### Fragmento del documento:
No se le niega validez a las teorías de Lakoff sobre tratar de no entrar en la agenda del enemigo -en su caso eran los conservadores del Partido Republicano- y de tratar de huir de sus marcos discursivos, para así no quedar atrapados y sin la libertad para marcar nuestra propia agenda y nuestro propio marco; pero esa validez no es permanente, ni se puede aplicar a todo momento y lugar, y en definitiva, depende mucho de las diferentes correlaciones de fuerza. Cuando un partido como Vox tiene en su mano la gobernabilidad de la Junta de Andalucía y tiene prácticamente secuestrado al nuevo ejecutivo andaluz, lógicamente, su marco discursivo hay que criticarlo, hay que hablarlo y hay que contestarlo. La habilidad estará en efectivamente no caer en su agenda, en no caer en que Vox nos marque el son, la letra y la música de lo que debemos decir y hacer en todo momento, porque lo más efectivo siempre será la tarea de organización obrera y popular andaluza, más allá de lo puntual. Con nuestra praxis cambiamos y enfrentamos las relaciones de poder, la realidad y los discursos, nunca al revés.

### Sección de datos:
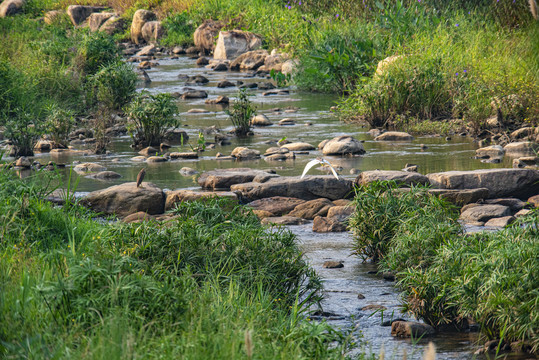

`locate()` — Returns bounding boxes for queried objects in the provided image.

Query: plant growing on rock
[226,89,256,136]
[125,94,179,148]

### Ejercicios propuestos:
1. Enumera todo lo que, según el fragmento sobre Lakoff y Vox, cambiamos y enfrentamos con nuestra praxis.
2. Escribe la continuación del fragmento sobre el marco discursivo de Vox a partir de su última oración.

### Respuestas:
1. Las relaciones de poder, la realidad y los discursos.

2.
Por último, apelamos al best seller en los últimos tiempos de la izquierda en el Estado español, nos referimos a La trampa de la diversidad de Daniel Bernabé, concretamente a cómo en general la izquierda ha asumido la trampa neoliberal de adaptar su discurso a una amorfa “clase media”, que no es clase sino más bien una aspiración social. Esa trampa ha hecho que los discursos de la izquierda se hayan hecho débiles en una equivocada pretensión por llegar a esa “clase media” que se cree mayoritaria y que se deja guiar por el sentido común de la clase dominante, mientras tanto crece la desafección de quienes están por debajo de esa “clase media” y los reaccionarios endurecen sus discursos. Como nos suele recordar Juan Manuel Sánchez Gordillo, la izquierda o es anticapitalista y encarna un proyecto de sociedad alternativo –socialismo/comunismo- o no es izquierda. Siguiendo con Sánchez Gordillo: o la izquierda lucha consecuentemente por la soberanía nacional andaluza o no es izquierda.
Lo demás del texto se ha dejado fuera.